As origens da Paróquia Nossa Senhora do Rosário é ligada a um passado obscuro na visão histórica devido a falta e ausência dos documentos, mas sabe-se que tem seus princípios relacionados a fundação de Meia Ponte, atual cidade de Pirenópolis, onde, segundo a tradição oral, em 07 de outubro de 1727 foi celebrada uma missa, às margens do Rio das Almas, celebração oficiada pelo Pe. Antônio de Oliveira Gago. Tal dia é no catolicismo a memória litúrgica de Nossa Senhora do Rosário, a padroeira de Pirenópolis.

Em 1728, a sociedade da então Minas de Nossa Senhora do Rosário de Meia Ponte, com as devidas provisões e licenças da época, erigiram a Irmandade do Santíssimo Sacramento que assim como nas demais cidades do período colonial brasileiro, era a irmandade responsável pela construção das igrejas matrizes, pois até então somente nestas igrejas poderiam haver o sacrário. Neste período, a Irmandade do Santíssimo começou a celebrar, além da Festa da Padroeira, os solenes atos da Semana Santa e Corpus Christi.

Em 1731, foi erigida próximo a atual Praça do Coreto, uma missão dos Esmolares da Terra Santa, fundada em Meia Ponte pelo Frei João de Jesus e Maria e auxiliado por Frei Domingos de Santiago, que sob sua liderança edificaram o Hospício da Terra Santa, uma rede de hospedarias para religiosos franciscanos que percorriam vilas e cidades arrecadando esmolas para a conservação dos Terra Santa na Palestina. Tal rede, também neste período, foi edificada nas cidades de Salvador, Recife, Rio de Janeiro, Ouro Preto, Sabará, São João Del Rei, Diamantina, Cidade de Goiás, Itu e São Paulo. O convento de Pirenópolis era dedicado a Nossa Senhora da Conceição.

Conforme o Livro de Batistério, ainda presente no arquivo paroquial, partes da igreja foram concluídas rapidamente, pois já em 1732 foi realizado o primeiro batismo na Igreja do Rosário, demonstrando assim a organização e agilidade de Meia Ponte, que almejava ser a Capital de Goiás bem como Diocese, um plano traçado por Dom Antônio Luís de Távora, Conde de Sarzedas. O que não se realizou devido a morte deste governador.

■ **Entradas apresentadas**
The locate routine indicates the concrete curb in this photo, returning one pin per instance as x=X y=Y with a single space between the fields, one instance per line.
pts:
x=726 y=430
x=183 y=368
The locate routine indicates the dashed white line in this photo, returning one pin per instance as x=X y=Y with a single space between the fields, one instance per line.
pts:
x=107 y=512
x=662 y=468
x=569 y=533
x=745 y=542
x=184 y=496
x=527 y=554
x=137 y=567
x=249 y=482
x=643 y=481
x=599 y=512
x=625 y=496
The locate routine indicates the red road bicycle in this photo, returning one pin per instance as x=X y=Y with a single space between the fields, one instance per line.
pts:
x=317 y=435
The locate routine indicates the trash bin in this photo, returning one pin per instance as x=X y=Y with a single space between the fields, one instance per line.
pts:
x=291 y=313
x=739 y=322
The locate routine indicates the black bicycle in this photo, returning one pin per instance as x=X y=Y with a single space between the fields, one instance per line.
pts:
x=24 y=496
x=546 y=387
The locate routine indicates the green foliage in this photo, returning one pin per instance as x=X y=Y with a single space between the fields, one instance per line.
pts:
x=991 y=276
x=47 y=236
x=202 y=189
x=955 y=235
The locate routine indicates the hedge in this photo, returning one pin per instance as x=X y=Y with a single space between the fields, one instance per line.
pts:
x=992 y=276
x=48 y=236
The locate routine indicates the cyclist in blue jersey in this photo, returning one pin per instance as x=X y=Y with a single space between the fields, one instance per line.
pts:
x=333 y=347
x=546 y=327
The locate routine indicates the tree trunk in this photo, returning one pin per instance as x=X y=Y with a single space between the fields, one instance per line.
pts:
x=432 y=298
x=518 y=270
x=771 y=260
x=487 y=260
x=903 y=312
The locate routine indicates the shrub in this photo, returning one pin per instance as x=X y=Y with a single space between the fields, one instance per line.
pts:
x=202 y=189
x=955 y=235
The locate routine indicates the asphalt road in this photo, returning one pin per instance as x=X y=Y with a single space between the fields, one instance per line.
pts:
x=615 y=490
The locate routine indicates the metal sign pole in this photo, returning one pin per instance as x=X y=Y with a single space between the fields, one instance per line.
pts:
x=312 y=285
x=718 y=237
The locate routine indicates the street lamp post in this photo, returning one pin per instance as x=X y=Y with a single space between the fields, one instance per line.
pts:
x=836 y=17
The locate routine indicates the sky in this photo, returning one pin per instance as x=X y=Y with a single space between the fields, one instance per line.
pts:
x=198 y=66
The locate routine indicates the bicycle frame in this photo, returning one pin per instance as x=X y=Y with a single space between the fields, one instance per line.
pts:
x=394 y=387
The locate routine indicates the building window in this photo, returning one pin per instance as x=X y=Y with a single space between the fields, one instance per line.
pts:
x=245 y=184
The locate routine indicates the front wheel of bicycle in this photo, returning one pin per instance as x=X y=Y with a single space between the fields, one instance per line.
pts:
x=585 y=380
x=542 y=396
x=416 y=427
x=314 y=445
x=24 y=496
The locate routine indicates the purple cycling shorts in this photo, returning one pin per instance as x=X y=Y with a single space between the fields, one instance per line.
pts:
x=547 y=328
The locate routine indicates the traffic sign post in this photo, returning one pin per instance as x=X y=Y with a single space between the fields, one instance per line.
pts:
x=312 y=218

■ **Requisitos da tarefa**
(1) Responda às perguntas abaixo com base no texto sobre a paróquia, marcando cada resposta com a mesma letra:
(a) Quem oficiou a missa de 07 de outubro de 1727 às margens do Rio das Almas?
(b) Em que ano foi erigida a Irmandade do Santíssimo Sacramento?
(c) A quem era dedicado o convento de Pirenópolis?
(2) Redimensione as entradas da linha que contém "The locate routine indicates the street" até o fim das entradas, inclusive. Reproduza todas essas linhas, pedidos incluídos, multiplicando por 2,1 as coordenadas das respostas e arredondando para inteiros, com metades para cima.

■ **Respostas do exercício**
(1)
(a) Pe. Antônio de Oliveira Gago.
(b) Em 1728.
(c) A Nossa Senhora da Conceição.

(2)
The locate routine indicates the street lamp post in this photo, returning one pin per instance as x=X y=Y with a single space between the fields, one instance per line.
pts:
x=1756 y=36
The locate routine indicates the sky in this photo, returning one pin per instance as x=X y=Y with a single space between the fields, one instance per line.
pts:
x=416 y=139
The locate routine indicates the bicycle frame in this photo, returning one pin per instance as x=X y=Y with a single space between the fields, one instance per line.
pts:
x=827 y=813
The locate routine indicates the building window in this photo, returning one pin per instance as x=X y=Y with a single space between the fields, one instance per line.
pts:
x=515 y=386
The locate routine indicates the front wheel of bicycle in this photo, returning one pin per instance as x=X y=Y with a single space between the fields, one instance per line.
pts:
x=1229 y=798
x=1138 y=832
x=874 y=897
x=659 y=935
x=50 y=1042
The locate routine indicates the purple cycling shorts in this photo, returning one pin per instance as x=X y=Y with a single space between the fields, one instance per line.
pts:
x=1149 y=689
The locate routine indicates the traffic sign post in this photo, returning one pin per instance as x=X y=Y with a single space between the fields, one instance per line.
pts:
x=655 y=458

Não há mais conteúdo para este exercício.